Textauszug:
• • • •

Nicht alle können aufgefangen werden

Berlins Finanzsenator Daniel Wesener will Schwerpunkte in der Krisenunterstützung setzen. Für die nahe Zukunft kündigt er harte Entscheidungen an

Für Berlins Finanzsenator könnten die Zeiten durchaus leichter sein. Von Krisen will Daniel Wesener trotzdem nichts hören – allerdings aus anderen Gründen, als sich vermuten ließe. »Krise, das suggeriert Ausnahme«, sagt der Grünen-Politiker am Mittwoch beim Wirtschaftspolitischen Frühstück der Industrie- und Handelskammer Berlin (IHK). Ob Pandemie oder Krieg in der Ukraine: »Krise ist etwas, das mittlerweile als Dauerzustand erscheint.« Vor den Vertreter*innen der Wirtschaft spricht Wesener stattdessen von einem »Syndrom« und von Lösungsansätzen, die niemals isoliert betrachtet werden dürften.

• • • •

Aufgabenstellung:
Setzen Sie den Bericht über Berlins Finanzsenator Daniel Wesener nach seinem letzten Satz fort. Die anschließenden Daten braucht man dafür nicht.

Datenteil:

• • • •

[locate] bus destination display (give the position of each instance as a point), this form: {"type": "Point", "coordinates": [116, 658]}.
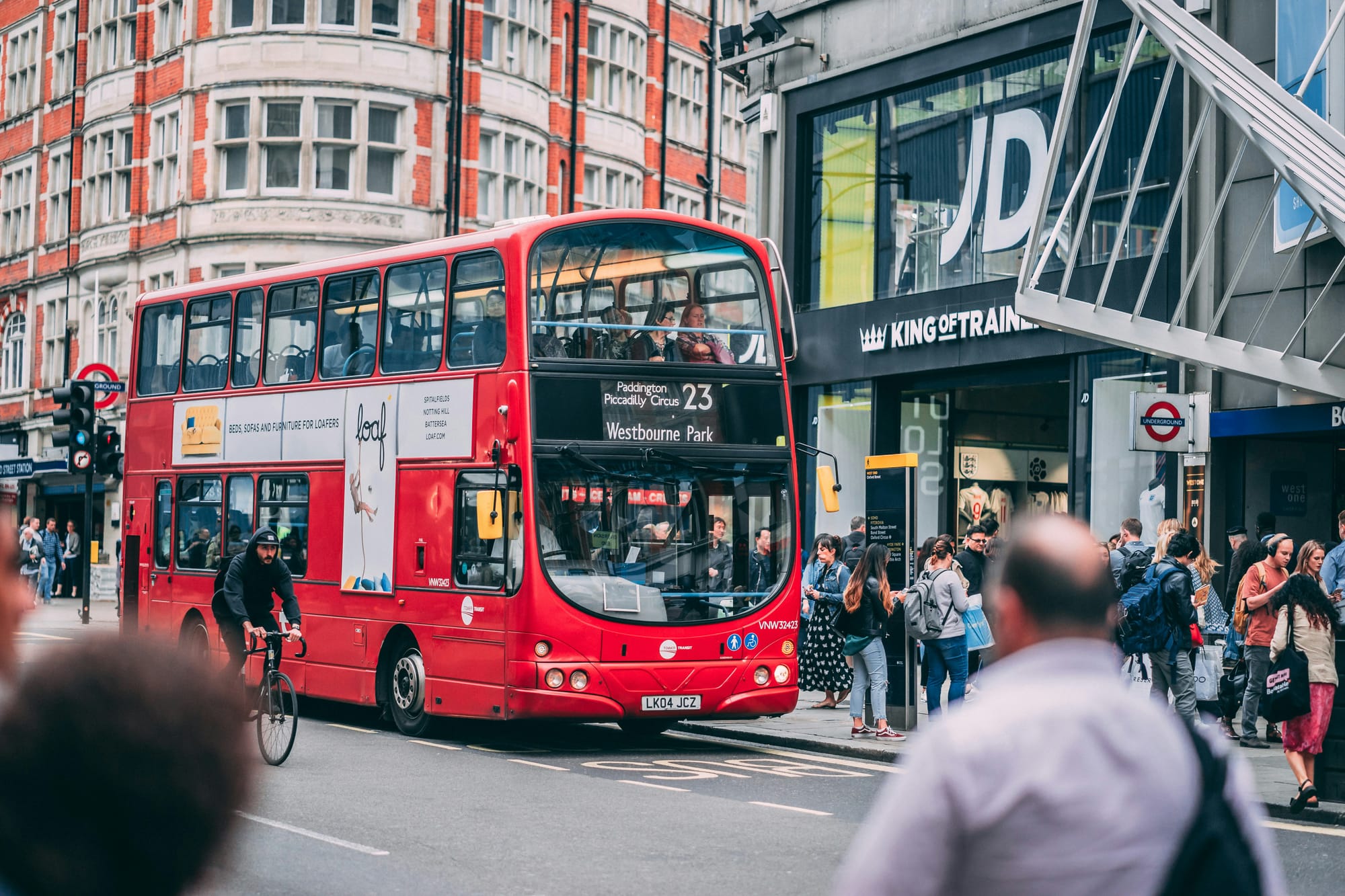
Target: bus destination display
{"type": "Point", "coordinates": [670, 412]}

• • • •

Lösung:
Glaubt man dem Finanzsenator, ist das Land Berlin überdurchschnittlich gut durch die Pandemie gekommen. Nicht nur, aber auch wegen inflationsgetriebener Steuermehreinnahmen konnte Wesener zudem jüngst einen Haushaltsüberschuss von 2,3 Milliarden Euro präsentieren. Und doch prognostiziert er: »Das wird im Jahresverlauf natürlich nicht so bleiben.« Gerade im Investitionsbereich müsse mit Stagnation gerechnet werden.

»Ich glaube, wir sind gut beraten, dieses Geld nicht jetzt schon zu verfrühstücken«, sagt Wesener dennoch. Nach wie vor habe Berlin ein »strukturelles Haushaltsproblem«, die Ausgaben würden durch die Einnahmen bei Weitem nicht gedeckt. Und nach den Haushaltsverhandlungen ist bei Wesener dann auch vor den Haushaltsverhandlungen: Mit Blick auf die Aufstellung des Doppelhaushalts 2024/2025 prophezeit er bereits jetzt, dass das nicht einfach werden wird.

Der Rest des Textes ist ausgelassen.